» **WRITTEN PROBLEM A**
In the forum thread about SynthV spectrograms, what determines the 48000 Hz upper limit of the plotted frequencies?

» **PROVIDED PASSAGE**
▬▬▬▬▬▬▬▬▬▬

Well, to be perfectly correct, the 96 kHz engine sample rate does generate some frequency information in the 23 kHz to 48 kHz band. If you look carefully at the G4 note in the Sample F spectrogram you can see some swirling patterns high above. I have no idea what they are, and I can’t hear them because I’m not a bat.

Overall, the audio is less bright/harsh when the engine runs at 44.1 kHz internally, but that mysterious line always appears at ~15 kHz.

Bonus:
Is it me or are the ultrasonic frequencies in Sample E a mirror image of the audible frequencies? Time for further investigation!
 

inactive

Passionate Fan
Jun 27, 2019
179
The image below is Sample E as viewed in Edison’s EQ editor. I’m using the EQ function not because I want to EQ the waveform, but because I can use it to change the frequency-plotting scale. However, it rotates the waveform ninety-degrees clockwise.

eq_view.jpg

What you are looking at:
The above spectrograms show a C-major scale rendered with Saki AI using a random Auto Pitch Tuning seed and Improvisation set to 0.50. The scale begins at the top and progresses diatonically to the bottom: C4 > D4 > E4 > F4 > G4 > A4 > B4 > C5

Audio frequencies increase from left to right, with the very left indicating 0 Hz and the very right indicating 48000 Hz. This upper limit is determined by the Nyquist frequency, which is exactly half of the 96 kHz sample rate. The brighter the frequency component, the louder its amplitude. Dark sections represent an absence of frequency information.

The frequency is plotted... linearly? I think...? Or at least it’s pretty close.

Observations:
The middle of the screen is roughly 22050 Hz, which is the Nyquist frequency of 44.1 kHz. Yes, this is a 96 kHz sample, but there does seem to be some sort of division at 22050 Hz. If you examine the overtone wiggles to the left of this division and then look to the right, you will find a ghostly mirror-image of the overtones hiding in the ultrasonic region. Is SynthV flipping the audio at 44.1 kHz Nyquist, even when exporting at 96 kHz?

I decided to investigate even further...
 

inactive

Passionate Fan
Jun 27, 2019
179
The image immediately below is new 96 kHz sample exported natively from SynthV with the internal engine set to 44.1 kHz. It is being viewed in Edison’s EQ editor.

crazy_eq_view.jpg

What you are looking at:
The above represents a single C6 note with some crazy pitch bends created by drawing directly into Synth V. It is rendered with Saki AI and no Auto Pitch Tuning. I used a higher pitch just to see what would happen if the overtones crossed 22050 Hz.

▬▬▬▬▬▬▬▬▬▬

» **DATA LINES**
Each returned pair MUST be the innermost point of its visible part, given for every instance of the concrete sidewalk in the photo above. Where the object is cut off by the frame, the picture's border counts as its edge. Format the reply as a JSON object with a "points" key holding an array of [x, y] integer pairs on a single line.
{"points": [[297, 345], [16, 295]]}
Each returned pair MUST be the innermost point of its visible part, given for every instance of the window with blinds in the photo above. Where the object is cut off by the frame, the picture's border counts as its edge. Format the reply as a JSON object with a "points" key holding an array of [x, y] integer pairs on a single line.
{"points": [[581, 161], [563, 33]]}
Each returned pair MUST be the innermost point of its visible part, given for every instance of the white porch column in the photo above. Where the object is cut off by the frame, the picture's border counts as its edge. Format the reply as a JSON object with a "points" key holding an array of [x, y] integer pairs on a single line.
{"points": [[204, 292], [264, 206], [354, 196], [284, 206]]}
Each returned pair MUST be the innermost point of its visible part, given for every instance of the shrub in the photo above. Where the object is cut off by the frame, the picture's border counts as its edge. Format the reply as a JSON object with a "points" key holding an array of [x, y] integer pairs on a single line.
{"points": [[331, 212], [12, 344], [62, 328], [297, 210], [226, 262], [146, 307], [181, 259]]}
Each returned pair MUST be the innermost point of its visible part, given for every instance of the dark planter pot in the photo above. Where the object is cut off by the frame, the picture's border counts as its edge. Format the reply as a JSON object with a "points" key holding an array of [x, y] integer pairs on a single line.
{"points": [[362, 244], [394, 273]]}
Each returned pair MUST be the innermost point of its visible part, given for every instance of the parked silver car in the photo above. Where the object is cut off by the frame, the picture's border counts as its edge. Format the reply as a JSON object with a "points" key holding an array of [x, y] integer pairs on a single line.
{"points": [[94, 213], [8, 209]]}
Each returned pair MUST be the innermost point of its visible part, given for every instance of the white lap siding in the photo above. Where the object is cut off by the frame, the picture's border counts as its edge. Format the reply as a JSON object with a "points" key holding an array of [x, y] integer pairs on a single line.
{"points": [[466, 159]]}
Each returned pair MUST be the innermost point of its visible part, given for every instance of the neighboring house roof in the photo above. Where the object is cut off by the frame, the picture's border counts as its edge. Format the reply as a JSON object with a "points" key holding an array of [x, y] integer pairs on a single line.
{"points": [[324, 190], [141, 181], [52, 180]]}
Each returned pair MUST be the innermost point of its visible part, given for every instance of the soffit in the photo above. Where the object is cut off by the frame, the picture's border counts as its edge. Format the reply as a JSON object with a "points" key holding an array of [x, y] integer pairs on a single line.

▬▬▬▬▬▬▬▬▬▬

» **WRITTEN PROBLEM B**
Show every line of the records that contains the word "white".

» **COMPLETE RESPONSE A**
The Nyquist frequency, which is exactly half of the 96 kHz sample rate.

» **COMPLETE RESPONSE B**
Each returned pair MUST be the innermost point of its visible part, given for every instance of the white porch column in the photo above. Where the object is cut off by the frame, the picture's border counts as its edge. Format the reply as a JSON object with a "points" key holding an array of [x, y] integer pairs on a single line.
Each returned pair MUST be the innermost point of its visible part, given for every instance of the white lap siding in the photo above. Where the object is cut off by the frame, the picture's border counts as its edge. Format the reply as a JSON object with a "points" key holding an array of [x, y] integer pairs on a single line.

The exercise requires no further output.